Cele
• 1. Jaki odsetek kobiet i dziewczynek docierających do Europy szlakiem śródziemnomorskim doświadcza przemocy seksualnej według wywiadu o migracji kobiet?
• 2. Kontynuuj wywiad o migracji kobiet, zaczynając po jego ostatnim zdaniu.

Prezentowany tekst
%%

Kaja Puto: Czy dla kobiet migracja jest innym doświadczeniem niż dla mężczyzn?
Iuliia Lashchuk: Z badań wiemy, że tak. Jeśli chodzi o zarobki, to w krajach rozwiniętych dostrzegamy hierarchię: na jej najwyższym szczeblu znajduje się lokalny mężczyzna, a na końcu – kobieta-migrantka.
Możemy więc powiedzieć, że migrantki spotykają się z podwójnym wykluczeniem. Mają trudniej niż osoby urodzone we własnym kraju, ponieważ pozbawione są sieci wsparcia – członków rodziny, przyjaciółek, sąsiadek, do tego często nie posiadają dokumentów lub nie znają języka.
I mają trudniej niż mężczyźni ze względu na obciążenie obowiązkami opiekuńczymi, pracą domową, a także podatność na ryzyka. 90 procent kobiet i dziewczynek, które dociera do Europy szlakiem śródziemnomorskim, doświadcza przemocy seksualnej.
Powyżej 70 procent osób, które doświadczyły handlu ludźmi, to kobiety i dziewczęta. A 60 procent ofiar handlu ludźmi to migranci
W szczególnie trudnej sytuacji są migrantki o nieuregulowanym statusie, czyli te, które nie mają pozwolenia na pracę czy pozwolenia na pobyt. Weźmy Polki czy Ukrainki pracujące we Włoszech. Rynek pracy ich potrzebuje, tak w latach dziewięćdziesiątych, jak dziś, ale państwo nie przyjmowało ich zbyt gościnnie. Przez lata nie mogły wyrobić sobie dokumentów, bo nie było takich możliwości prawnych, więc pracowały i do dziś często pracują na czarno.
Ciężko jest również kobietom, które przyjechały do krajów europejskich na podstawie wiz łączenia rodzin. Kiedy padają ofiarą przemocy domowej, boją się odejść od męża, by nie stracić swojego prawa do pobytu.

%%

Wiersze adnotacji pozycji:
%%

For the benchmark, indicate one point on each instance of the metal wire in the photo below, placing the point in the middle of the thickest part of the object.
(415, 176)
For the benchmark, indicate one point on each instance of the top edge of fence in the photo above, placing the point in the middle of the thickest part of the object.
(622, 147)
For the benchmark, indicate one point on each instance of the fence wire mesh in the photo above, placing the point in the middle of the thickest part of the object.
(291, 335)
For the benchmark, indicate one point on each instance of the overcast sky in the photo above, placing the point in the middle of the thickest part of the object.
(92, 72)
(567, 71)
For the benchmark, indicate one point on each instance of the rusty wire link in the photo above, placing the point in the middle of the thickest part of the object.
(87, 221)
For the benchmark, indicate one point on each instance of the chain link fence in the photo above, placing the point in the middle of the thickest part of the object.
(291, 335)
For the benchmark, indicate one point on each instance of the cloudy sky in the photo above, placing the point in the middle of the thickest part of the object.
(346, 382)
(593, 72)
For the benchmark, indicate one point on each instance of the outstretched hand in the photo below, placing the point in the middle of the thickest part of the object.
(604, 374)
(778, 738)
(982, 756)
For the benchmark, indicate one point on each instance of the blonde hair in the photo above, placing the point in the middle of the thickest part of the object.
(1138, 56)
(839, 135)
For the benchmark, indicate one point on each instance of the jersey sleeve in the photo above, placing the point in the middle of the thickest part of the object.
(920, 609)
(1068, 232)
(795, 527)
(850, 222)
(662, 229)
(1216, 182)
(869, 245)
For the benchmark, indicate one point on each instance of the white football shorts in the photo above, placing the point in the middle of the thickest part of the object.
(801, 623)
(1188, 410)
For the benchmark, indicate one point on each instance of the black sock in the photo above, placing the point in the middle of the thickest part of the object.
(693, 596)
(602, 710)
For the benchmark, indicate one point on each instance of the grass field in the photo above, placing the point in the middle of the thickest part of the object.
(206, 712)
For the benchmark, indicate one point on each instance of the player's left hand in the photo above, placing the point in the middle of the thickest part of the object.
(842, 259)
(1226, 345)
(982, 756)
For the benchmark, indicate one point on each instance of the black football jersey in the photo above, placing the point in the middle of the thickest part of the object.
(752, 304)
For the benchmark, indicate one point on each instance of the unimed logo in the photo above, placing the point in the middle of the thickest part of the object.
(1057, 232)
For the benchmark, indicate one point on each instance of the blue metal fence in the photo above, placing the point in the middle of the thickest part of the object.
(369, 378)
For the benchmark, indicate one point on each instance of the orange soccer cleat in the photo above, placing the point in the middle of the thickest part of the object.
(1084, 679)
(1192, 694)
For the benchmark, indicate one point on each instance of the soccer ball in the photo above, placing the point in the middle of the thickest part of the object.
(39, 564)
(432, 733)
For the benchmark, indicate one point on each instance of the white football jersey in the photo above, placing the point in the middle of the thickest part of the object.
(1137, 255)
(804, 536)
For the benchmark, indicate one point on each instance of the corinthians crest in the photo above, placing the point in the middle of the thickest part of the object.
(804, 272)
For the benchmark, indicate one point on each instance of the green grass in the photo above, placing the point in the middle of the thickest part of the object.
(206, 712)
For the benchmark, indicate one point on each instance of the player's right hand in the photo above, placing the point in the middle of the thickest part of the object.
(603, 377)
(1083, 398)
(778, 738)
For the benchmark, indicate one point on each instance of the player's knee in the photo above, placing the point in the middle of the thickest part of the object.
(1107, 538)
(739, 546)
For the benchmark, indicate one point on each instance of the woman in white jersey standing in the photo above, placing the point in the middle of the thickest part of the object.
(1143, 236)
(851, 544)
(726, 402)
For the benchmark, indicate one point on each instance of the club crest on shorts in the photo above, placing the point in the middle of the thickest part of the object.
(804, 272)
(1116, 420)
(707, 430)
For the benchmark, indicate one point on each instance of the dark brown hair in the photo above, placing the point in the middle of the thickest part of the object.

%%

Wyniki zadań
• 1. 90 procent.

• 2.
Hmm, a ja czytałam kiedyś raport z badań o Polkach w Wielkiej Brytanii. Wynikało z nich, że kobiety statystycznie łatwiej niż mężczyźni adaptują się w nowym społeczeństwie: szybciej uczą się języka, łatwiej nawiązują kontakty, nie przeżywają tak silnej frustracji związanej z utratą dotychczasowej pozycji…
Ale co to w znaczy, że łatwiej się adaptują? Szybciej się uczą języka? Szybciej poznają nowe osoby? Ale czy jest to tak naprawdę adaptacja czy może po prostu strategia przetrwania? Francesca Vianello pisała o „zawieszonych migrantkach”. Są to kobiety, które przyjechały na rok, na dwa, a zostały na dwadzieścia i próbują cały czas rozciągnąć się na dwa kraje. Starają się być obecną w obu światach jednocześnie, ale nie są w żadnym.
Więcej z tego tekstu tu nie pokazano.